Start of Block
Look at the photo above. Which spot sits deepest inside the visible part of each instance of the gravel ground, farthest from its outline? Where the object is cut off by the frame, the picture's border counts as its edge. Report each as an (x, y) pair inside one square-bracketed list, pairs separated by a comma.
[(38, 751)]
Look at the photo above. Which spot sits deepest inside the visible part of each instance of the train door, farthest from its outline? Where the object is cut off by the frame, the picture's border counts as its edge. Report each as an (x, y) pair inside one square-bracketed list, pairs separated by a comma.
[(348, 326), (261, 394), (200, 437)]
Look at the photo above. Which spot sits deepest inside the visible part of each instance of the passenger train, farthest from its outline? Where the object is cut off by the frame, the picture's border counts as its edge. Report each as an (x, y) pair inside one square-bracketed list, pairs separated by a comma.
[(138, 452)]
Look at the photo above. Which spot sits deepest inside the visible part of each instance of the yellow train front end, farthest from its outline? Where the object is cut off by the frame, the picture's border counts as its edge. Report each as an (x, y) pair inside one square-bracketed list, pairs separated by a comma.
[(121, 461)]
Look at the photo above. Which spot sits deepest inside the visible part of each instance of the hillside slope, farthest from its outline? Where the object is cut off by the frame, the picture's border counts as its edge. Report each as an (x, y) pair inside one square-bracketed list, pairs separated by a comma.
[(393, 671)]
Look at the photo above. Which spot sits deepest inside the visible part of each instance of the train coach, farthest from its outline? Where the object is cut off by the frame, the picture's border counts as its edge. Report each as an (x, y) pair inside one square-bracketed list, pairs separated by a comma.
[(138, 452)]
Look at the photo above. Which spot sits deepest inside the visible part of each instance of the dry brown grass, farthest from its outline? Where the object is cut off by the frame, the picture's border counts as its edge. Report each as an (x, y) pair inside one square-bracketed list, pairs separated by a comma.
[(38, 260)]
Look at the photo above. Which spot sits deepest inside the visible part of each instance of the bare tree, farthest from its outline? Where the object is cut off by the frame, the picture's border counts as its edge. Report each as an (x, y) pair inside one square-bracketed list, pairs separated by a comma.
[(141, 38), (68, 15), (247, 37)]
End of Block
THE PROBLEM:
Would you output every line of the listing exactly?

ANSWER:
Look at the photo above. Which spot sits deepest inside the visible part of each instance of the gravel ground, farthest from its outline? Where the object is cut off by the frame, the picture's border counts as its edge. Report each as an (x, y) pair inside one square-bracketed list, pairs separated by a comma.
[(38, 751)]
Look at the photo above. Which spot sits deepest inside the visible part of each instance of the train door, farthest from its outline? Where the object is cut off by the frame, the picture's border counts as its edge. Report each as an (x, y) pair inside one square-bracketed list, pairs separated by a comma.
[(348, 326), (261, 394), (200, 437)]
Look at the photo above. Which spot sits deepest inside the visible part of each instance of the passenger train, farthest from its outline? Where the object is cut off by the frame, the picture's border counts as its edge. Report each as an (x, y) pair inside one square-bracketed list, pairs separated by a comma.
[(138, 452)]
Look at the photo above. Which spot sits deepest inside the visible part of each instance of the yellow train front end, farthest from its outline? Where the object is cut off by the frame, the picture's border counts as its edge. Report each as an (x, y) pair inside one square-bracketed list, pairs separated by a comma.
[(121, 461)]
Look at the photo above. Which spot sits deepest inside the visible part of each instance of the hillside slope, farthest from its outline? Where the object is cut off by the frame, the picture's border counts as its edge. Report each as an (x, y) pair inside one square-bracketed list, pairs separated by a comma.
[(393, 671)]
Look at the photo above. Which spot sits deepest inside the visible part of each instance of the train coach, farthest from its outline? Where the object is cut off by the frame, the picture's border counts as its edge. Report each as an (x, y) pair inside one square-bracketed list, pairs separated by a comma.
[(138, 452)]
Look at the photo above. Which spot sits deepest inside the visible part of each instance of the dry brown grass, farthest from its outline? Where the object is cut off by the frame, the picture's border counts as its edge. Report each as an (x, y) pair inside one square-bracketed list, pairs separated by a comma.
[(38, 260)]
Look at the photo above. Which spot sits deepest inside the visible part of each instance of the bare tree, farthest from its outline? Where the object is cut off by the frame, the picture's border counts as its edge. Report each as an (x, y) pair inside one square-bracketed list, pairs separated by a comma.
[(141, 38), (68, 15), (247, 37)]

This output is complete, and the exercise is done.